> _EXCERPTED TEXT_

How and Why We Still Read Jung
Personal and professional reflections
Edited by Jean Kirsch, Murray Stein
Published May 9th 2013 by Routledge – 212 pages
How relevant is Jung’s work today?
How and Why We Still Read Jung offers a fresh look at how Jung’s work can still be read and applied to the modern day. Written by seasoned Jungian analysts and Jung scholars, the essays in this collection offer in depth and often personal readings of various works by Jung, including:
Jung and Alchemy: A Diamonic Reading
Chinese Modernity and the Way of Return
Jung: Respect for the Non-Literal
Including contributions from around the world, this book will be of interest to Jungian analysts and academic Jung scholars globally. With a unique and fresh analysis of Jung’s work by eminent authors in the field, this book will also be a valuable starting point for a first-time reader of Jung.
"This splendid book is an adventure! It gives many different entrées to Jung's work. The uniting theme is the authors' generosity. They tell us their personal paths into Jung's ideas and illuminate his insights from their unique personalities. This leads readers Reading Jung to trust their own paths to enter Jung's thought. The gift multiplies. "Ann Belford Ulanov, Ph.D. Jungian analyst.
"In putting together this extraordinary collection of authors and ideas, the editors offer us a unique text that is not only informative, provocative and path breaking but also challenges the reader to explore her/his own multiple readings of Jung. The book is destined to be a creativity engine for Jungian Studies". Joe Cambray, Ph.D., President, IAAP
"So many striking approaches to Jung and his work - and so many 'Jungs' to approach! It is a delight to follow the stories of this unique and original gathering of writers - who by definition are also readers - and to reflect upon and reconsider one's own attitudes." Robert Hinshaw, Jungian analyst and publisher, Einsiedeln, Switzerland
"For most of the psychological world, the depth of Jung’s achievement is yet fully to be discerned, even as those who have studied him for years continue to find new layers of meaning and provocative observation. While the eleven essays from these seasoned Jungian scholars and analysts illustrate how each continues finding new contours to the Jungian terrain, all of them offer their own original insights into the on-going development of analytic psychology. The reader not only learns more of Jung’s vast contribution, but receives a richer range of lenses through which to see the world, as well as an invitation to greater self-reflection." James Hollis, Ph. D., Zurich-trained Jungian analyst and author
Saban, Ambiguating Jung. Stein, A Lecture for the End of Time - "Concerning Rebirth". Marlan, Jung and Alchemy: A Diamonic Reading. Bishop, On Reading Jung in German: Jung’s Significance for Germanistik. Rowland, Reading Jung for Magic: "Active Imagination" for/as "Close Reading". Stephenson, Reading Frye Reading Jung. Cohen, Tangled Up in Blue: A Reappraisal of Complex Theory. Sara Liuh, Chinese Modernity and the Way of Return. Hogenson, Philosophy, the Thinking Function, and the Reading of Jung. Tacey, Jung: Respect for the Non-Literal. Kirsch, A Lifelong Reading of Jung
Jean Kirsch is a Jungian analyst practising in Palo Alto, California. A graduate of Stanford University Medical School, she is a member and past president of the C. G. Jung Institute of San Francisco. She is a member of the training faculty at the C. G. Jung Institute.
Murray Stein is a training and supervising analyst at the International School of Analytical Psychology in Zurich (ISAPZurich). He is a former president of the International Association for Analytical Psychology (IAAP) and of ISAPZurich.

> _EXTRACTED MATERIAL_
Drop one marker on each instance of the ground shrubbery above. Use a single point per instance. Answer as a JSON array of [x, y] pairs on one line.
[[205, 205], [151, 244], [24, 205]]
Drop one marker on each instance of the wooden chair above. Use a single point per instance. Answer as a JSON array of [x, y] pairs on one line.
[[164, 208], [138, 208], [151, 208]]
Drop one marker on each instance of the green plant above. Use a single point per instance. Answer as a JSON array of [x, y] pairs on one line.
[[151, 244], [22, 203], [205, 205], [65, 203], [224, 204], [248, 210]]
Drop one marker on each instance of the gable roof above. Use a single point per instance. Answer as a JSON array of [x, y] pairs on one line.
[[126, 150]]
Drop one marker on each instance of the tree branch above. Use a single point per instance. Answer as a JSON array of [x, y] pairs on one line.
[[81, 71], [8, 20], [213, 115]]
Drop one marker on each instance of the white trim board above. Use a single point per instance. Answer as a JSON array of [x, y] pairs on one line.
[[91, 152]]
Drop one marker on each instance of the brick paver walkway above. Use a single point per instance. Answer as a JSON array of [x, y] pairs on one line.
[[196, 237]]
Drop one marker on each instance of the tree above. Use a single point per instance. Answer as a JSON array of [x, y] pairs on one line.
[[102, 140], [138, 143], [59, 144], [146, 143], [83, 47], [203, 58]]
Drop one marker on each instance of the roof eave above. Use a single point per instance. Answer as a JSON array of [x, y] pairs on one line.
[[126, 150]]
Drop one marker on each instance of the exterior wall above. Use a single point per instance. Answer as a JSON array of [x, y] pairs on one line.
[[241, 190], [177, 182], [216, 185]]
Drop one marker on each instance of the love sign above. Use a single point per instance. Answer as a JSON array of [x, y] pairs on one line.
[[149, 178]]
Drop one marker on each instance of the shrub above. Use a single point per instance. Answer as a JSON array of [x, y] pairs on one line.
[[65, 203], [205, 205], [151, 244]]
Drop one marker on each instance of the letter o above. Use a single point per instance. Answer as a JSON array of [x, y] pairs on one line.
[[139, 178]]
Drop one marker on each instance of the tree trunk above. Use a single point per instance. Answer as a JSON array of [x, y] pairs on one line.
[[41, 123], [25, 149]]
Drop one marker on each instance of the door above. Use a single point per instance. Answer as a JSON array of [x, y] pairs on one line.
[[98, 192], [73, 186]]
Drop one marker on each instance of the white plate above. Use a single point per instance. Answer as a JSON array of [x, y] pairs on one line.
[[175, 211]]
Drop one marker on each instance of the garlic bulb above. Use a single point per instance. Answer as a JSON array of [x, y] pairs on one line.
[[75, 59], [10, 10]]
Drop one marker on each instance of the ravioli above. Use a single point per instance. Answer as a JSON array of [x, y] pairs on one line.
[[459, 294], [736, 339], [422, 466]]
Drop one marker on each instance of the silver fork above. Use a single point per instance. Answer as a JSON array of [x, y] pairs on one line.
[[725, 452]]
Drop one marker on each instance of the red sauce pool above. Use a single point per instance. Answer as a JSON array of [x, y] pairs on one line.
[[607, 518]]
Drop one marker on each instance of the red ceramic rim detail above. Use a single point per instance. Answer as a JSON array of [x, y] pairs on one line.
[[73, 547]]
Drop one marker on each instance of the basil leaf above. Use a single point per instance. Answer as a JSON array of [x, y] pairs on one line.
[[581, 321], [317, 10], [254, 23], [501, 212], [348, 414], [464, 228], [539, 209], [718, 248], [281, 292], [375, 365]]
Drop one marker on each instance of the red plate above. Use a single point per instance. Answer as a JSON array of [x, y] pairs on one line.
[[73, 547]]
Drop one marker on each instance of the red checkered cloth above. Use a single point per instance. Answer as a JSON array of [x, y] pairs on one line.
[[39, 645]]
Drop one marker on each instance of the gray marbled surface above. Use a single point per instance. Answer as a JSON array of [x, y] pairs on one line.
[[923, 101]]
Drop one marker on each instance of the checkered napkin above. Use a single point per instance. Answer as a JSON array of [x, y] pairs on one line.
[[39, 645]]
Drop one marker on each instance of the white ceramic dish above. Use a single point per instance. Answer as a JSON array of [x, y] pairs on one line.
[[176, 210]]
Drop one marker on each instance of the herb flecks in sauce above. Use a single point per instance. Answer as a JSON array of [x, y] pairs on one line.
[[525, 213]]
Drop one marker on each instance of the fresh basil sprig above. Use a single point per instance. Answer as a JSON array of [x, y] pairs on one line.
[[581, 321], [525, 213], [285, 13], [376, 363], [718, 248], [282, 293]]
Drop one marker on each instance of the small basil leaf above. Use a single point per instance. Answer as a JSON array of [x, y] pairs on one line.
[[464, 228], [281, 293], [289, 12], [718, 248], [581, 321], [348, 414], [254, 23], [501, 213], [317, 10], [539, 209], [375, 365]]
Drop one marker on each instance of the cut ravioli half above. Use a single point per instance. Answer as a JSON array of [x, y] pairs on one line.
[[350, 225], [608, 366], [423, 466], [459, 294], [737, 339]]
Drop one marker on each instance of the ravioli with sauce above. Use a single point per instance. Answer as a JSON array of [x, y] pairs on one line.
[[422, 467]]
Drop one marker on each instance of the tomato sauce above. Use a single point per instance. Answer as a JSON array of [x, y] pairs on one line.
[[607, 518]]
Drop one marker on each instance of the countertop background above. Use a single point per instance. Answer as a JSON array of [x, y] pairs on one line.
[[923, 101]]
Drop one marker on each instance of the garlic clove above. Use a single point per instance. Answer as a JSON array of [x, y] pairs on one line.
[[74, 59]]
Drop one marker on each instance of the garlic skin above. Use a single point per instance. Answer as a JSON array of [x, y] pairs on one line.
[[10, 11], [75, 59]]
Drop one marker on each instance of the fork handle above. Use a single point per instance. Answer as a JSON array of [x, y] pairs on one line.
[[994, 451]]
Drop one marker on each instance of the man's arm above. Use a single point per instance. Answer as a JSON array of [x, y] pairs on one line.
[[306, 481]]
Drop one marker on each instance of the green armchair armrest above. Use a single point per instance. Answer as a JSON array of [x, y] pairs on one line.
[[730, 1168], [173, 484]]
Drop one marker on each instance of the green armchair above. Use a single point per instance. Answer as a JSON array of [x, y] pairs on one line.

> _REQUIRED ACTION 1_
How many pages does the book have, according to the book description?
> _REQUIRED ACTION 2_
Summarize the book description in two sentences.
> _REQUIRED ACTION 3_
Transcribe the book description between "How and Why We Still Read Jung offers" and "reader of Jung.", inclusive.
The entries come from a separate source and are unrelated to the book description.

> _TASK RESPONSE 1_
212 pages.

> _TASK RESPONSE 2_
How and Why We Still Read Jung is a collection edited by Jean Kirsch and Murray Stein and published by Routledge in 2013. In it, seasoned Jungian analysts and Jung scholars offer in-depth and often personal readings of Jung's works, and it is meant for Jungian analysts and scholars worldwide as well as first-time readers of Jung.

> _TASK RESPONSE 3_
How and Why We Still Read Jung offers a fresh look at how Jung’s work can still be read and applied to the modern day. Written by seasoned Jungian analysts and Jung scholars, the essays in this collection offer in depth and often personal readings of various works by Jung, including:
Jung and Alchemy: A Diamonic Reading
Chinese Modernity and the Way of Return
Jung: Respect for the Non-Literal
Including contributions from around the world, this book will be of interest to Jungian analysts and academic Jung scholars globally. With a unique and fresh analysis of Jung’s work by eminent authors in the field, this book will also be a valuable starting point for a first-time reader of Jung.